> **What is required**
Rewrite each line of the data below as a Markdown table with two columns, No. and Text, numbering the rows in order and skipping any blank lines.

::::

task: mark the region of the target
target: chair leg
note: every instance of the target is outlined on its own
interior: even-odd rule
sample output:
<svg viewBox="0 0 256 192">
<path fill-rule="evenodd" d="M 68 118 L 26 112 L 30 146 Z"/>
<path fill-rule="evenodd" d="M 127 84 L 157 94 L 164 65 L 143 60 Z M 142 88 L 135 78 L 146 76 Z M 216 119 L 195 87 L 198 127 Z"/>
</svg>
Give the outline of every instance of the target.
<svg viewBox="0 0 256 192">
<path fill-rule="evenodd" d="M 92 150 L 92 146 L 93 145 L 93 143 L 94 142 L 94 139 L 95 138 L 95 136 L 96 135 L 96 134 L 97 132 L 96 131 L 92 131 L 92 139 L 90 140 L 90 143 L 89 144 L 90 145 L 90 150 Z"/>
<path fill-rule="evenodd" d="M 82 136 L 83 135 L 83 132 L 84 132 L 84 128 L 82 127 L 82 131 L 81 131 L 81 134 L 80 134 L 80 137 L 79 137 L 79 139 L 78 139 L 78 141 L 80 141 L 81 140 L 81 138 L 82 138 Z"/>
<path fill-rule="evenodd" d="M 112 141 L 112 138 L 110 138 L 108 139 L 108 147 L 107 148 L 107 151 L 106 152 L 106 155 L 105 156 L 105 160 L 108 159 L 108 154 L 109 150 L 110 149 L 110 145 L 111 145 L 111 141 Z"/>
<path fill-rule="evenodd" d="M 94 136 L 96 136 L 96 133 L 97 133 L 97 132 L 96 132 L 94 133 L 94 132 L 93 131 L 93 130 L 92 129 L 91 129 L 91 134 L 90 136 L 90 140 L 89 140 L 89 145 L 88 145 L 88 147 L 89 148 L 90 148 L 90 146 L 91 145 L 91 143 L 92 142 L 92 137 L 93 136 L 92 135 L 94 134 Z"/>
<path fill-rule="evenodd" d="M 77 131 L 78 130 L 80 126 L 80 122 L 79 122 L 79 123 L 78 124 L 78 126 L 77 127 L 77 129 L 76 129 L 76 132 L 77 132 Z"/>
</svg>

::::

> **Result for this task**
| No. | Text |
|---|---|
| 1 | task: mark the region of the target |
| 2 | target: chair leg |
| 3 | note: every instance of the target is outlined on its own |
| 4 | interior: even-odd rule |
| 5 | sample output: |
| 6 | <svg viewBox="0 0 256 192"> |
| 7 | <path fill-rule="evenodd" d="M 68 118 L 26 112 L 30 146 Z"/> |
| 8 | <path fill-rule="evenodd" d="M 127 84 L 157 94 L 164 65 L 143 60 Z M 142 88 L 135 78 L 146 76 Z M 216 119 L 195 87 L 198 127 Z"/> |
| 9 | </svg> |
| 10 | Give the outline of every instance of the target. |
| 11 | <svg viewBox="0 0 256 192"> |
| 12 | <path fill-rule="evenodd" d="M 92 150 L 92 146 L 93 145 L 93 143 L 94 142 L 94 139 L 95 138 L 95 136 L 96 135 L 96 134 L 97 132 L 96 131 L 92 131 L 92 139 L 90 140 L 90 143 L 89 144 L 90 145 L 90 150 Z"/> |
| 13 | <path fill-rule="evenodd" d="M 82 136 L 83 135 L 83 132 L 84 132 L 84 128 L 82 127 L 82 131 L 81 131 L 81 134 L 80 134 L 80 137 L 79 137 L 79 139 L 78 139 L 78 141 L 80 141 L 81 140 L 81 138 L 82 138 Z"/> |
| 14 | <path fill-rule="evenodd" d="M 112 141 L 112 138 L 110 138 L 108 139 L 108 147 L 107 148 L 107 151 L 106 152 L 106 155 L 105 156 L 105 160 L 108 159 L 108 154 L 109 150 L 110 149 L 110 145 L 111 145 L 111 141 Z"/> |
| 15 | <path fill-rule="evenodd" d="M 94 136 L 96 136 L 96 133 L 97 133 L 97 132 L 96 132 L 94 133 L 94 132 L 93 131 L 93 130 L 92 129 L 91 129 L 91 134 L 90 136 L 90 140 L 89 140 L 89 145 L 88 145 L 88 147 L 89 148 L 90 148 L 90 146 L 91 145 L 91 143 L 92 142 L 92 137 L 93 136 L 92 135 L 94 134 Z"/> |
| 16 | <path fill-rule="evenodd" d="M 77 131 L 78 130 L 80 126 L 80 122 L 79 122 L 79 123 L 78 124 L 78 126 L 77 127 L 77 129 L 76 129 L 76 132 L 77 132 Z"/> |
| 17 | </svg> |